▸ REQUIREMENT: The result should be every line that contains the word "tabby", taken from the material.

══ AVAILABLE RECORDS ══

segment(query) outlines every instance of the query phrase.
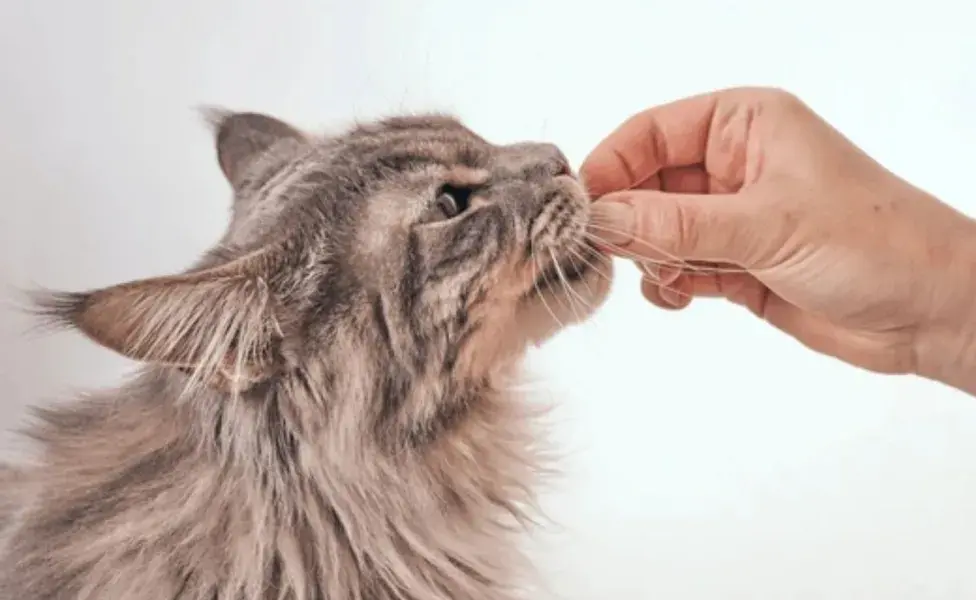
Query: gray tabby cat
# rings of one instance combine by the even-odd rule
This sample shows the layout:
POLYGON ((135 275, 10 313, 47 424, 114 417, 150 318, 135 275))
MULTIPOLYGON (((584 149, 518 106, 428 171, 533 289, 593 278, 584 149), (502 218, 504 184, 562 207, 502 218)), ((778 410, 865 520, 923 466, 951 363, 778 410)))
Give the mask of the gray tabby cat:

═══

▸ ANSWER FOR THE TASK:
Query: gray tabby cat
Give the mask of the gray tabby cat:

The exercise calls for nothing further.